> [Written request] The entire listing is to be repeated verbatim.

> [Dataset records]

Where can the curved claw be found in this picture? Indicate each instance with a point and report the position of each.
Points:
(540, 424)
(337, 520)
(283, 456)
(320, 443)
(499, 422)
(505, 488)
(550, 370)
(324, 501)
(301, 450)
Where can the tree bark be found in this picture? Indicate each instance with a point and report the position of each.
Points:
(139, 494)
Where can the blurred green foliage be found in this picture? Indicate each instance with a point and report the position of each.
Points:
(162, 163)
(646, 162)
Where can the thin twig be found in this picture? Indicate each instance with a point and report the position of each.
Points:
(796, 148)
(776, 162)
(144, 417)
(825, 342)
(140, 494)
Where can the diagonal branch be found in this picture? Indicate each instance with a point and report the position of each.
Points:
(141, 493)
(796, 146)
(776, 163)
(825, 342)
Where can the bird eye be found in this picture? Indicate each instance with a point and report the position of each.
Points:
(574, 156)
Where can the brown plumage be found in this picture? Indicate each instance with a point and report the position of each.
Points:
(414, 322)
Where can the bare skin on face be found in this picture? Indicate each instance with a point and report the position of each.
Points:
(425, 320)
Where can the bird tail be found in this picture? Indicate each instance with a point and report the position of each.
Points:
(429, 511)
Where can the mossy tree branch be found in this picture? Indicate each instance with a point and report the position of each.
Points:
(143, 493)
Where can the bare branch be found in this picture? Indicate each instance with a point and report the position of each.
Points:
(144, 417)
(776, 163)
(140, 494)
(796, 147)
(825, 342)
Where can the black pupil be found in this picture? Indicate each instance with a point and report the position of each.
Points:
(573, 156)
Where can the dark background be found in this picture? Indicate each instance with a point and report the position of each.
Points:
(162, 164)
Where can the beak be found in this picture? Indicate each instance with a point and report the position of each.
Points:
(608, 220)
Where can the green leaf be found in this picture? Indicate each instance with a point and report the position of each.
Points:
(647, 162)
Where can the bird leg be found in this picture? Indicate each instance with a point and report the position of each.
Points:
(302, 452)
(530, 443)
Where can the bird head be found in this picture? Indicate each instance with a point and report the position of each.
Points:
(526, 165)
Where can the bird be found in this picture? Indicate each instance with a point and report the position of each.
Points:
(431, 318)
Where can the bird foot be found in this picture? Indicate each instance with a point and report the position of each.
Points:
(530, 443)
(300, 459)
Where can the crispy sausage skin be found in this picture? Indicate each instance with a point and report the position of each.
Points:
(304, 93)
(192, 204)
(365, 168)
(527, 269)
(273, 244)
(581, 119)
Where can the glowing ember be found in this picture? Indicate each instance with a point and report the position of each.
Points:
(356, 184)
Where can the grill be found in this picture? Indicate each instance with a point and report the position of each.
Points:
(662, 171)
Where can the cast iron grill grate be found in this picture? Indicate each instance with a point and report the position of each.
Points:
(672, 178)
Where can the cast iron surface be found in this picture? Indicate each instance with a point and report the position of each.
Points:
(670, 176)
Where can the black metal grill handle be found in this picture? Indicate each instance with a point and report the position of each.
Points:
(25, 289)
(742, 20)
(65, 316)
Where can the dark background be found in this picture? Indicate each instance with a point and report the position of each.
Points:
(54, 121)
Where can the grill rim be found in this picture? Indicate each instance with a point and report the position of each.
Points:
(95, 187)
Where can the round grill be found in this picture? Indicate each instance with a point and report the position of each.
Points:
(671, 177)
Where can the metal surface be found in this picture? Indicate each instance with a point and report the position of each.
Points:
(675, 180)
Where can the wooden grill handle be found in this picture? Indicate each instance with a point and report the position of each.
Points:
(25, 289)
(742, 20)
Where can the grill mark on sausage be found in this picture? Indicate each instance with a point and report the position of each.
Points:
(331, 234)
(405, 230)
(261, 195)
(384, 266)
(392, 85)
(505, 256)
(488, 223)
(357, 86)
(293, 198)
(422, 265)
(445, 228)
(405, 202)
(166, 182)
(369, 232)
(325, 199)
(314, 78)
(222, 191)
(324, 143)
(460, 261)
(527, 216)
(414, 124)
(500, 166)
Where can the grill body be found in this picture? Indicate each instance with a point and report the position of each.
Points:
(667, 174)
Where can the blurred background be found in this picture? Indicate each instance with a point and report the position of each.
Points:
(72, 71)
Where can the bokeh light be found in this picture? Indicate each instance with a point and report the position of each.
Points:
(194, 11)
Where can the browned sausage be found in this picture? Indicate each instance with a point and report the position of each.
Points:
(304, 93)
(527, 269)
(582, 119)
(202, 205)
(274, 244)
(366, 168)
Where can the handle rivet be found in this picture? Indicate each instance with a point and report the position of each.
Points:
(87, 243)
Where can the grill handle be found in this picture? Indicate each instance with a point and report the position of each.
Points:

> [The answer]
Where can the curved claw be found in this picture? Indicate each instance with a point and report the position of each.
Points:
(540, 424)
(337, 520)
(283, 456)
(320, 443)
(499, 422)
(505, 488)
(550, 370)
(324, 501)
(301, 450)
Where can the tree bark be found in this picture? Indicate each instance with a point and report the position of each.
Points:
(139, 494)
Where can the blurred green foliage be found in this picture? Indicate each instance with a point and report the position of each.
Points:
(162, 163)
(646, 162)
Where can the thin twig be found in this picture? Indicate each instance with a point and report the position of each.
Points:
(796, 148)
(776, 162)
(144, 417)
(825, 342)
(140, 494)
Where can the diagonal branch be found in this picture? Indicate each instance with a point and report the position of each.
Points:
(141, 493)
(796, 146)
(776, 163)
(825, 342)
Where can the bird eye be found in this picture? Indicate each instance with a point and report the position of each.
Points:
(574, 156)
Where can the brown plumage be found in this picture? Indicate each instance with a point and report the position of each.
Points:
(414, 322)
Where can the bare skin on face be found in this picture? Indicate each instance with a point and report the position of each.
Points:
(425, 320)
Where can the bird tail be found in this picture? Indicate each instance with a point and report the position of each.
Points:
(429, 511)
Where can the mossy tree branch be found in this picture? Indicate each instance with a point and report the position of each.
Points:
(143, 493)
Where can the bare branch be found in this picture? Indicate each instance with a point and report the position of each.
Points:
(144, 417)
(776, 163)
(140, 494)
(796, 147)
(825, 342)
Where can the black pupil be found in this picture? Indicate each instance with a point and report the position of each.
Points:
(573, 156)
Where can the dark background be found in this picture? Indicate each instance with a point and report the position of each.
Points:
(162, 164)
Where can the beak be found in this picture? Indicate each instance with a point and report the position of each.
Points:
(608, 220)
Where can the green leaf be found in this picture? Indicate each instance with a point and report the position of each.
Points:
(647, 162)
Where can the bird leg be found in this picture? Indicate each instance with a point and report the position of each.
Points:
(302, 452)
(530, 443)
Where can the bird head be found in this picture? Indicate each instance with a point and report the position of each.
Points:
(526, 165)
Where can the bird be found in this picture? Indicate each instance with a point and report the position of each.
Points:
(431, 318)
Where can the bird foot be found in this picture? Indicate each instance with a point and report the position of each.
Points:
(530, 443)
(300, 459)
Where can the crispy sausage skin be found in this picture? Indicate each instance with a point and report the position of each.
Points:
(304, 93)
(192, 204)
(365, 168)
(527, 269)
(273, 244)
(581, 119)
Where can the glowing ember be found in this picture? Indicate each instance with a point and report the position of each.
Points:
(356, 184)
Where can the grill be found in this picture? Indicate each instance with a point and report the position of each.
Points:
(662, 171)
Where can the cast iron grill grate be found in this picture? Indicate each instance with a point and report the position of each.
Points:
(672, 178)
Where can the cast iron surface be found in this picture? Indicate each instance with a point and report the position of each.
Points:
(670, 176)
Where can the black metal grill handle be found in this picture? Indicate each instance with a point and report the position of each.
Points:
(25, 289)
(742, 20)
(65, 316)
Where can the dark background be found in this picture? Indicate each instance with a point and report the position of each.
Points:
(54, 121)
Where can the grill rim be found in this picture? Indicate each instance with a point and report the position of each.
Points:
(95, 187)
Where can the round grill be found in this picture? Indicate each instance with a point and report the position of each.
Points:
(671, 177)
Where can the metal surface be found in this picture? Indicate each instance with a point and report the position of each.
Points:
(675, 180)
Where can the wooden grill handle be found in this picture? Indicate each instance with a point and report the position of each.
Points:
(25, 289)
(742, 20)
Where can the grill mark on sausage be found in this picture? Indicate each instance with a point and report the position of each.
Points:
(331, 234)
(405, 230)
(261, 195)
(384, 266)
(392, 85)
(505, 256)
(488, 223)
(357, 86)
(293, 198)
(422, 265)
(445, 228)
(405, 202)
(166, 182)
(369, 232)
(325, 199)
(314, 78)
(222, 191)
(324, 143)
(460, 261)
(527, 216)
(414, 124)
(500, 166)
Where can the grill body be found in this picture? Indicate each instance with a point and report the position of each.
Points:
(667, 174)
Where can the blurred background be found in this picture? Indicate each instance with a point and report the position of each.
Points:
(72, 71)
Where can the bokeh light be found in this picture? Indicate each instance with a point and report the position of each.
Points:
(194, 11)
Where can the browned sausage be found in this picture? Indicate each instance with a point and report the position of each.
Points:
(304, 93)
(527, 269)
(582, 119)
(202, 205)
(274, 244)
(366, 168)
Where can the handle rivet be found in this picture? Indicate each instance with a point and report the position of each.
Points:
(87, 243)
Where can the grill handle be found in this picture? Indicate each instance with a point and report the position of each.
Points:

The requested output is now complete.